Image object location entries
======

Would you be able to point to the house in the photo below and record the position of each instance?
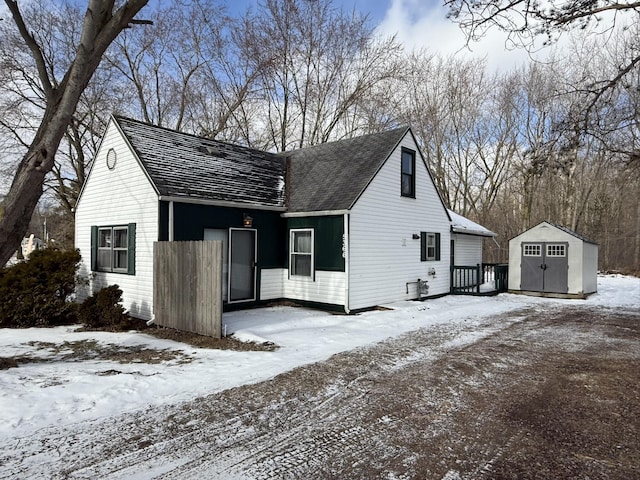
(346, 225)
(551, 260)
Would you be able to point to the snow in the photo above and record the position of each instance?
(61, 391)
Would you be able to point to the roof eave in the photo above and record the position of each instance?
(220, 203)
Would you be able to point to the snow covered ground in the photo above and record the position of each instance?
(61, 391)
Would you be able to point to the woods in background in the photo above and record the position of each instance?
(508, 149)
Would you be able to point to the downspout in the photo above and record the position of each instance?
(171, 221)
(345, 255)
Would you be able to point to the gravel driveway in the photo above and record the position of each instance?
(552, 394)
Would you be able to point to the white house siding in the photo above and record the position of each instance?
(327, 287)
(118, 197)
(468, 249)
(383, 256)
(271, 283)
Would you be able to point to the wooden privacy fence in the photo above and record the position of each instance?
(187, 286)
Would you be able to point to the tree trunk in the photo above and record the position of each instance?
(101, 26)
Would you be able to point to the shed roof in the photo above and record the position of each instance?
(460, 224)
(332, 176)
(571, 232)
(561, 228)
(190, 167)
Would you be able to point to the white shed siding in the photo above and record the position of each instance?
(328, 287)
(383, 256)
(467, 249)
(118, 197)
(578, 268)
(590, 267)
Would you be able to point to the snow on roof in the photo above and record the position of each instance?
(460, 224)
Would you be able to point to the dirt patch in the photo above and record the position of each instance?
(84, 350)
(203, 341)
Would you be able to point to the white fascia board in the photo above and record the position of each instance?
(320, 213)
(218, 203)
(476, 233)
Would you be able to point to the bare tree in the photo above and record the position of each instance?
(102, 23)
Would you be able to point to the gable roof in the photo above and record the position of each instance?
(571, 232)
(332, 176)
(460, 224)
(559, 227)
(184, 166)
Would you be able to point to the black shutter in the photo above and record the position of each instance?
(94, 248)
(131, 249)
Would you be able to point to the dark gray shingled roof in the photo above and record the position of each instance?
(331, 176)
(571, 232)
(186, 166)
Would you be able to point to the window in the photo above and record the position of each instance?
(532, 250)
(113, 249)
(408, 176)
(556, 250)
(301, 253)
(429, 246)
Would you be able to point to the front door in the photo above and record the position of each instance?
(242, 265)
(544, 267)
(222, 235)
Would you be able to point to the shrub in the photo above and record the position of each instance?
(36, 292)
(103, 310)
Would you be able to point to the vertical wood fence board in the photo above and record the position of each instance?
(187, 286)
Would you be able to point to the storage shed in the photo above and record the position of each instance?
(551, 260)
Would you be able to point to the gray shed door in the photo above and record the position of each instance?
(545, 267)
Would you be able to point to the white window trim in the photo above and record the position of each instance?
(292, 253)
(112, 250)
(553, 248)
(530, 254)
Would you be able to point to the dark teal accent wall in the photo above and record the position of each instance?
(190, 221)
(328, 233)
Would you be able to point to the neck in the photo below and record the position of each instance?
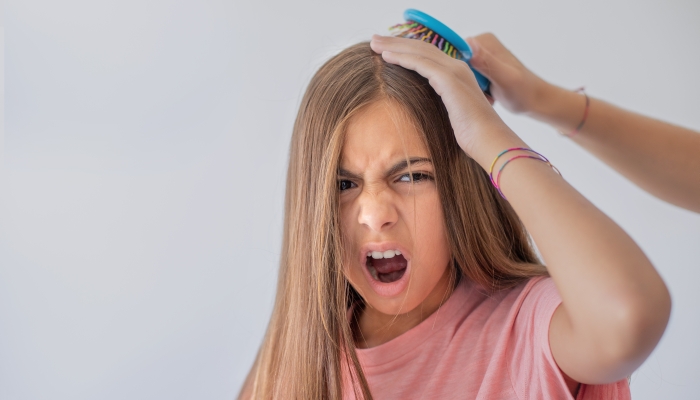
(375, 328)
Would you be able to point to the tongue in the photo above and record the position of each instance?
(389, 265)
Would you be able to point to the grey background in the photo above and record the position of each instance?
(144, 158)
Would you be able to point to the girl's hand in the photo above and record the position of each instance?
(512, 84)
(479, 130)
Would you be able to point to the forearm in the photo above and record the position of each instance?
(616, 303)
(661, 158)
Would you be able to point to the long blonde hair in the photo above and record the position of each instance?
(309, 341)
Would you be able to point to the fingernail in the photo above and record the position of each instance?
(473, 45)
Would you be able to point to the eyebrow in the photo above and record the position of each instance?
(399, 166)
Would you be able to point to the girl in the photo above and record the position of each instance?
(659, 157)
(407, 273)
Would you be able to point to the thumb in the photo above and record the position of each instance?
(485, 60)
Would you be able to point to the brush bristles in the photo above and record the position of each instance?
(414, 30)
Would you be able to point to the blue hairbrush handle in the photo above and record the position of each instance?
(449, 35)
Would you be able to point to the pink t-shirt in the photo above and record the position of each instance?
(478, 346)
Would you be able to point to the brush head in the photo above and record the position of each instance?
(421, 26)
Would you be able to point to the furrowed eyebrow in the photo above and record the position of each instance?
(347, 174)
(399, 166)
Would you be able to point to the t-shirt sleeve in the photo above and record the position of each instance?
(534, 373)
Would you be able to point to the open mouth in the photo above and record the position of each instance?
(388, 266)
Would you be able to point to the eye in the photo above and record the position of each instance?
(345, 185)
(417, 177)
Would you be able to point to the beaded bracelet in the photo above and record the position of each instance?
(497, 182)
(585, 113)
(508, 151)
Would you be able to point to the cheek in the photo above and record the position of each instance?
(430, 235)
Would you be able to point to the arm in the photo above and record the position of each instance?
(659, 157)
(615, 305)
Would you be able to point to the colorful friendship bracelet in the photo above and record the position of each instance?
(585, 113)
(508, 151)
(497, 182)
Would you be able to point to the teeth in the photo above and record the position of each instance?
(378, 255)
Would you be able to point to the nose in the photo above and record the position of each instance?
(377, 210)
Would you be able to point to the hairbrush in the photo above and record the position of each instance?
(422, 26)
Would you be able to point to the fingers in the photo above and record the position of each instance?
(491, 57)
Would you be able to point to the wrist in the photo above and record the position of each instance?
(489, 140)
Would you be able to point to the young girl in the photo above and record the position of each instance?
(407, 273)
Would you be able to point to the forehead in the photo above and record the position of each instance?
(379, 134)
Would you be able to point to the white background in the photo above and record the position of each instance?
(143, 172)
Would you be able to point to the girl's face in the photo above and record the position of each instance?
(396, 247)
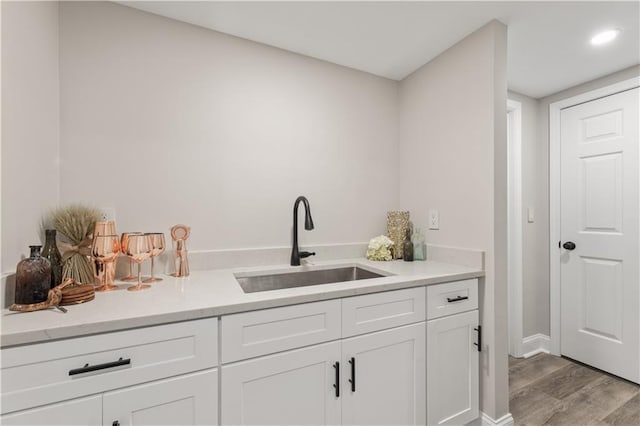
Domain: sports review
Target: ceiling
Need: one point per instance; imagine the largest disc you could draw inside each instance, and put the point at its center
(548, 51)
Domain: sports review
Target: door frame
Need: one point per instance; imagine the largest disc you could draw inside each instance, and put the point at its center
(514, 228)
(555, 110)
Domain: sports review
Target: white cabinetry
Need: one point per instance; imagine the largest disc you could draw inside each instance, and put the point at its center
(189, 399)
(137, 376)
(77, 412)
(452, 356)
(290, 388)
(384, 377)
(315, 385)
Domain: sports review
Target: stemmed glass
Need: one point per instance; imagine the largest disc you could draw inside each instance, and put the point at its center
(123, 243)
(157, 248)
(105, 250)
(104, 228)
(139, 250)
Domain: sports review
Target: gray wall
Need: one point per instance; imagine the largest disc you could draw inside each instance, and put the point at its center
(453, 159)
(535, 236)
(30, 124)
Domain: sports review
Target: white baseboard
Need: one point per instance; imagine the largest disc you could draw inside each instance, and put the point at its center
(506, 420)
(536, 344)
(486, 420)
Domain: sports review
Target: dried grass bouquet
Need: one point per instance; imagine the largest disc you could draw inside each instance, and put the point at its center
(75, 223)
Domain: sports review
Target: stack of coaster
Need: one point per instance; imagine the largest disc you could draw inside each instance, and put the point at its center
(75, 294)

======

* **INSTRUCTIONS FOR THE TASK**: Copy the data character for character, but drop all pictures from the copy.

* **FULL SOLUTION**:
Would you be able to point to the house in the photo below and record the position of each instance?
(346, 225)
(551, 260)
Would you be able to point to the snow in the photo above and record the position of each instance?
(61, 391)
Would you be able to point to the roof eave in the photo above and record the position of each instance?
(220, 203)
Would you be able to point to the snow covered ground in the photo above and record the position of each instance?
(61, 391)
Would you be able to point to the woods in background in the photo above and record the position of each instance?
(508, 149)
Would you be able to point to the downspout in the photo above and record the position of each instance?
(171, 221)
(345, 255)
Would you be able to point to the gravel driveway in the photo above and record the position of each instance?
(552, 394)
Would you be able to point to the white house siding in the photo above and record the position of each instance?
(327, 287)
(118, 197)
(468, 249)
(383, 256)
(271, 283)
Would you be able to point to the wooden privacy fence in the photo above and record the position of each instance?
(187, 286)
Would you be able to point to the tree trunk in the photo above and record the position of each instance?
(101, 26)
Would you be able to point to the shed roof in the photo above and record the position of each instance?
(460, 224)
(332, 176)
(571, 232)
(561, 228)
(190, 167)
Would you be able to point to the white shed siding in the photo above and record the position of each instance?
(328, 287)
(383, 256)
(467, 249)
(118, 197)
(578, 268)
(590, 267)
Would you be able to point to the snow on roof in the photo above and record the position of each instance?
(460, 224)
Would you be able to point to the dirt patch in the photo above and record the position of each instance?
(84, 350)
(203, 341)
Would you be able to point to the white fascia board in the photo above and record the position of each instance?
(320, 213)
(218, 203)
(476, 233)
Would you be able to point to the bare tree in the photo above and record the position of each instance?
(102, 23)
Would you be able to point to the gable roof in the photo above and record the position of each instance?
(571, 232)
(332, 176)
(460, 224)
(559, 227)
(184, 166)
Would you be able to point to the black shutter in the photo above and record the position of each instance?
(94, 248)
(131, 249)
Would you be able to point to the dark gray shingled roof in the photo above and record the position of each instance?
(331, 176)
(571, 232)
(186, 166)
Would you be able to point to the window in the photo above and record the position of each instance?
(532, 250)
(113, 249)
(408, 176)
(556, 250)
(301, 253)
(429, 246)
Would you be able to point to the front door in the photo above and record the position of each instance?
(242, 265)
(544, 267)
(222, 235)
Would you be able to point to the shrub in the photo above and record the position of each instance?
(36, 292)
(103, 310)
Would you be able to point to the vertical wood fence board in the photo above and record the position of each instance?
(187, 286)
Would you be able to point to the storage shed in the photo above and record the position of each instance?
(551, 260)
Would you be able to point to the gray shed door in the photo above and record the position of each instance?
(545, 267)
Would you be able to point to the white window trim in the photo above and record the position of each instance?
(292, 253)
(112, 250)
(553, 248)
(530, 254)
Would you be able to point to the dark teal accent wall in the photo above and record the position of each instance?
(190, 221)
(328, 233)
Would you be able to point to the neck in the photo below and record the position of each instance?
(375, 328)
Would you be able to point to the tongue in the photo above and record the position of each instance?
(389, 265)
Would you be able to point to the grey background in the photo above and record the position of each instance?
(144, 158)
Would you be able to point to the girl's hand in the photo above and record the position of each instance?
(512, 84)
(479, 130)
Would you be able to point to the forearm in the photo above and record the position of each instance?
(616, 303)
(661, 158)
Would you be able to point to the long blonde hair in the photo above and record the position of each instance?
(309, 341)
Would you be able to point to the fingernail in the photo above and record the position of each instance?
(473, 45)
Would you be able to point to the eyebrow in the photo above and record the position of each instance?
(399, 166)
Would you be able to point to the girl in the photo above and record the position of each instance?
(659, 157)
(407, 273)
Would you be able to point to the thumb in the photo above and record the position of each instance?
(485, 60)
Would you be able to point to the brush bristles in the photo above and record the position of each instance?
(414, 30)
Would you be able to point to the blue hairbrush handle in the photo above and record the position of each instance?
(449, 35)
Would you be able to point to the pink t-shirt in the photo above and record the position of each instance?
(478, 346)
Would you be able to point to the brush head in the photo above and record the position of each instance?
(421, 26)
Would you be able to point to the furrowed eyebrow in the photo above and record the position of each instance?
(347, 174)
(399, 166)
Would you be able to point to the t-shirt sleeve in the photo above and record the position of each instance?
(534, 373)
Would you be able to point to the open mouth in the photo above and record the position of each instance?
(388, 266)
Would you be able to point to the eye in the photo above and record the position of each instance?
(345, 185)
(417, 177)
Would you be able to point to the beaded bracelet in the photo above and record the position of each instance?
(497, 182)
(585, 113)
(508, 151)
Would you be able to point to the cheek in the photo above and record the position of each instance?
(430, 235)
Would you be able to point to the arm in the photo above and record the position of each instance?
(659, 157)
(615, 305)
Would you be able to point to the colorful friendship bracelet in the photo above and record the position of each instance?
(585, 113)
(508, 151)
(497, 182)
Would you be able to point to the teeth in the photo above and record the position of each instance?
(378, 255)
Would you be able to point to the nose in the photo above and record the position of each instance?
(377, 210)
Would you be able to point to the hairbrush in the photo above and record the position of each instance?
(422, 26)
Would you be able to point to the fingers in the photo above and record the position of each instance?
(491, 57)
Would you be able to point to the wrist in the photo above and record the position of each instance?
(489, 140)
Would you be able to point to the young girl in the photo above and record the position of each instance?
(407, 273)
Would you be able to point to the forehead in the photo above and record the position of each instance?
(379, 134)
Would you be able to point to the white background in the photo above and record the position of each instance?
(143, 172)
Would you be able to point to the girl's face in the photo above and record the position of each instance?
(396, 247)
Domain: sports review
Target: ceiling
Need: one point per instance; imagine the largest disc you could draw inside each instance, and put the point at its center
(548, 51)
Domain: sports review
Target: door frame
Need: one point per instance; imagine the largest disc you could draw inside each instance, and put the point at its center
(514, 228)
(555, 110)
Domain: sports review
Target: white cabinetry
Need: one point per instance; imagine the largest disc you could draw inside each instance, and put the point at its center
(189, 399)
(137, 376)
(77, 412)
(452, 356)
(290, 388)
(384, 377)
(315, 385)
Domain: sports review
Target: stemmed glass
Need: one point per instance; imagine the largest disc you could draw inside each instance, and put the point at its center
(123, 243)
(157, 248)
(105, 250)
(104, 228)
(139, 250)
Domain: sports review
Target: gray wall
Need: one point per instance; imagine the largest disc you could draw inside each instance, and put the point at its center
(453, 159)
(535, 236)
(30, 124)
Domain: sports review
Target: white baseboard
Need: one point per instance; imagine the largest disc you could draw inside each instance, and put the point at its center
(506, 420)
(536, 344)
(486, 420)
Domain: sports review
Target: dried grass bouquet
Need: one point per instance; imagine the largest disc you could draw inside each instance, and put the point at its center
(75, 223)
Domain: sports review
Target: stack of coaster
Need: one point per instance; imagine the largest disc you could draw inside each instance, and put the point at its center
(75, 294)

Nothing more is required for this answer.